• [Task brief]:
Please rewrite each of the rows below, putting "widest part" wherever "thickest part" appears and leaving everything else unchanged.

======== Data to use ========

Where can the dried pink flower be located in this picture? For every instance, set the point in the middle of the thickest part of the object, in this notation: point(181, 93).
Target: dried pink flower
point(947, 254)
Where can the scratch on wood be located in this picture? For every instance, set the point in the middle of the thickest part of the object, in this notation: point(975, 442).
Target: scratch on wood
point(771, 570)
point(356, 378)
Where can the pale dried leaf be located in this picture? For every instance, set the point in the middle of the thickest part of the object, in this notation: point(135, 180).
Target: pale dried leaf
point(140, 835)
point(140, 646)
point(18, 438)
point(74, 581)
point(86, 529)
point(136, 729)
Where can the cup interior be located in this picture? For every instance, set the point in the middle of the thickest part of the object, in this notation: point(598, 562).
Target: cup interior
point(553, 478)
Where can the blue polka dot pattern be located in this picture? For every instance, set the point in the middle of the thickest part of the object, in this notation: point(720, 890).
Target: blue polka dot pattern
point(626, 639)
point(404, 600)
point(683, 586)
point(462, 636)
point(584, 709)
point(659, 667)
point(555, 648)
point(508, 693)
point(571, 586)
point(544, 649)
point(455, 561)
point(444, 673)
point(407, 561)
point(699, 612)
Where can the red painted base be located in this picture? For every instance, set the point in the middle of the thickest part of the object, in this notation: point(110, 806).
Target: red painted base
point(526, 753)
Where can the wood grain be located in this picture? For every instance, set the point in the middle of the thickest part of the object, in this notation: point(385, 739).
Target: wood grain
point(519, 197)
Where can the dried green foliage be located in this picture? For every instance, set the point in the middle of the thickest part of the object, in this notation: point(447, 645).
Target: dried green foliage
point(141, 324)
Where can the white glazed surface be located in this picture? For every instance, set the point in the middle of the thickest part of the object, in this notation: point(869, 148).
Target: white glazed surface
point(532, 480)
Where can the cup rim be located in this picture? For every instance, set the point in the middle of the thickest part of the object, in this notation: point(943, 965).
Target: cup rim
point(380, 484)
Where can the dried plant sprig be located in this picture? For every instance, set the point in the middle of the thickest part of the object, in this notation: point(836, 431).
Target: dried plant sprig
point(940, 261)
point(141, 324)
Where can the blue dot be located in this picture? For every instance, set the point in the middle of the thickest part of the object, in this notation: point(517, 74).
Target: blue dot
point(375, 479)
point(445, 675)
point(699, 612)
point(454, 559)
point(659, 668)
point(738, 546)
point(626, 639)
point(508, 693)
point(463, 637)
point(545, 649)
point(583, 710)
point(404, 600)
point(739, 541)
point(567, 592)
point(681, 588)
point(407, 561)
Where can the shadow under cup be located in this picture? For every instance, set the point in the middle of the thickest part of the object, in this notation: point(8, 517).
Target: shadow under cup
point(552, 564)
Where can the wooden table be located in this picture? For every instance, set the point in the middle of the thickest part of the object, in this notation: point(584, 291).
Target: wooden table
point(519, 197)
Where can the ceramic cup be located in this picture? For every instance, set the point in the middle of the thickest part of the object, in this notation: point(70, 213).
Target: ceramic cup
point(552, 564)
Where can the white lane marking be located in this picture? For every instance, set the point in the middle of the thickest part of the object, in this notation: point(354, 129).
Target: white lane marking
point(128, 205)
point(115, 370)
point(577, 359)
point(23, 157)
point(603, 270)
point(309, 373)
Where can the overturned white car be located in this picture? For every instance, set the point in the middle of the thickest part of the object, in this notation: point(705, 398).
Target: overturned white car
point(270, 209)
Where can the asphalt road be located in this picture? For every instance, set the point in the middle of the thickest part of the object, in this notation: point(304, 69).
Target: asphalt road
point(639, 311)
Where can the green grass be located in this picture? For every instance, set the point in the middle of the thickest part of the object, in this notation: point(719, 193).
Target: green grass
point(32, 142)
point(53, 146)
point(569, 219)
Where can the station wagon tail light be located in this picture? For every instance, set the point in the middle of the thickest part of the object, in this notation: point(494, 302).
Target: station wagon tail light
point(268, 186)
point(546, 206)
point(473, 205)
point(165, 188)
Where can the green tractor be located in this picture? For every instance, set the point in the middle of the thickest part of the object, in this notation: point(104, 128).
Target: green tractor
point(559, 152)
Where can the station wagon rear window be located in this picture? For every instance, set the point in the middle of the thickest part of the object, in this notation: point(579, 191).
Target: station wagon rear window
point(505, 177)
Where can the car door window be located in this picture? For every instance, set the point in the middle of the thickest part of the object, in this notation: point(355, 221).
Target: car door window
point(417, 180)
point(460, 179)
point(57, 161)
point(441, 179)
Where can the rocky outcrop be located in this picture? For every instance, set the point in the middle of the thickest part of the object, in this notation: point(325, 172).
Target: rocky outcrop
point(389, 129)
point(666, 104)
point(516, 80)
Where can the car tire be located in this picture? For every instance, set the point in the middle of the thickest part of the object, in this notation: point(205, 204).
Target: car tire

========

• [Solution to the exercise]:
Where can the dried pink flower be located in this picture? For every instance, set the point in the middle of the widest part of the object, in this notation: point(181, 93).
Target: dried pink flower
point(947, 254)
Where can the scratch on wood be located in this picture? For every instance, set the point in the middle of the widest part of the object, in this notation: point(975, 442).
Target: scratch on wood
point(771, 570)
point(356, 378)
Where can the pale dried leaf be located in this picture? For every instance, set the point in the middle of the widest part of the object, in this notation: point(135, 180).
Target: pale dried leaf
point(140, 835)
point(140, 646)
point(18, 438)
point(74, 581)
point(86, 529)
point(136, 729)
Where can the cup interior be located in this picture? For every instance, set the point in the middle of the widest part of the object, in this notation: point(598, 562).
Target: cup interior
point(553, 478)
Where can the blue polka dot pattern be located in this picture? For every instance, set the point in the middle of the widest part of the object, in this notation: point(720, 890).
Target: blue polka dot pattern
point(626, 639)
point(404, 600)
point(683, 586)
point(462, 636)
point(584, 709)
point(659, 667)
point(555, 648)
point(508, 693)
point(571, 586)
point(544, 649)
point(455, 561)
point(444, 673)
point(407, 561)
point(699, 612)
Where can the red painted base be located in this picture? For every instance, set the point in the middle of the widest part of the object, in this notation: point(110, 806).
Target: red painted base
point(526, 753)
Where can the wood grain be located in this picture? For every instance, set the point in the middle of the widest part of the object, in this notation: point(385, 739).
Target: wood grain
point(519, 197)
Where can the dried green foliage be located in this picture? For every instance, set the point in the middle of the widest part of the object, in this notation: point(447, 645).
Target: dried green foliage
point(141, 324)
Where can the white glazed surface be located in this picture? For every instance, set the point in the middle of the widest part of the object, in this notation: point(869, 148).
Target: white glazed surface
point(532, 480)
Where can the cup rim be located in this picture? For every instance, set the point in the middle of the widest part of the object, in this notation: point(943, 965).
Target: cup rim
point(380, 484)
Where can the dried plant sprig be located in this picture? For every instance, set the point in the middle of the widest part of the object, in this notation: point(836, 431).
Target: dried plant sprig
point(940, 261)
point(141, 324)
Where can the blue dot be located in this picture? For every instance, set the point in the middle of the widest part of the object, in this notation: point(517, 74).
Target: blue dot
point(375, 479)
point(445, 675)
point(699, 612)
point(454, 559)
point(659, 668)
point(738, 546)
point(626, 639)
point(508, 693)
point(463, 637)
point(545, 649)
point(583, 710)
point(404, 600)
point(739, 541)
point(567, 592)
point(681, 588)
point(407, 561)
Where can the shadow under cup be located in this picture? For every instance, set the point in the middle of the widest part of the object, in this notation: point(8, 517).
Target: shadow under cup
point(552, 564)
Where can the wooden table be located in this picture? For every instance, set the point in the middle of the widest part of the object, in this notation: point(584, 291).
Target: wooden table
point(519, 197)
Where can the ceramic cup be located in this picture? For every instance, set the point in the middle of the widest part of the object, in this notation: point(70, 213).
Target: ceramic cup
point(552, 564)
Where can the white lane marking be located in this picture? For every instance, set the point in the middle of the widest part of the object, in this notation: point(354, 129).
Target: white lane marking
point(128, 205)
point(115, 370)
point(577, 359)
point(23, 157)
point(603, 270)
point(309, 373)
Where can the overturned white car be located in this picture? For every instance, set the point in the middle of the widest part of the object, in this notation: point(705, 398).
Target: overturned white car
point(270, 209)
Where can the asphalt road be located in this picture? For every instance, set the point in the middle of the widest part of the object, in this notation: point(304, 69).
Target: asphalt road
point(639, 311)
Where can the green grass be located in this picture? For every instance, set the point in the middle of the widest part of the object, in this notation: point(719, 193).
Target: green grass
point(32, 142)
point(53, 146)
point(569, 219)
Where can the station wagon tail light be located in this picture? For every instance, set the point in the middle of the widest part of the object, in this notation: point(494, 302).
Target: station wagon tail light
point(268, 186)
point(546, 206)
point(473, 205)
point(165, 188)
Where can the green tractor be located in this picture? For every instance, set the point in the middle of the widest part of the object, in this notation: point(104, 128).
Target: green tractor
point(559, 152)
Where can the station wagon rear window be located in this picture? For every instance, set the point in the middle of the widest part of the object, in this notation: point(579, 191).
Target: station wagon rear window
point(505, 177)
Where can the car door window be located in this picture? For every instance, set the point in the middle of the widest part of the object, in this notation: point(355, 221).
Target: car door window
point(417, 180)
point(460, 179)
point(57, 161)
point(441, 179)
Where can the rocky outcrop be located in this picture? For every instance, set the point in the middle of the widest part of the object, in this notation: point(325, 172).
Target: rocky outcrop
point(389, 129)
point(666, 104)
point(516, 80)
Where can the car tire be located in this picture? For every instance, set the point in the middle of the widest part of the object, in this notation: point(205, 204).
Target: car tire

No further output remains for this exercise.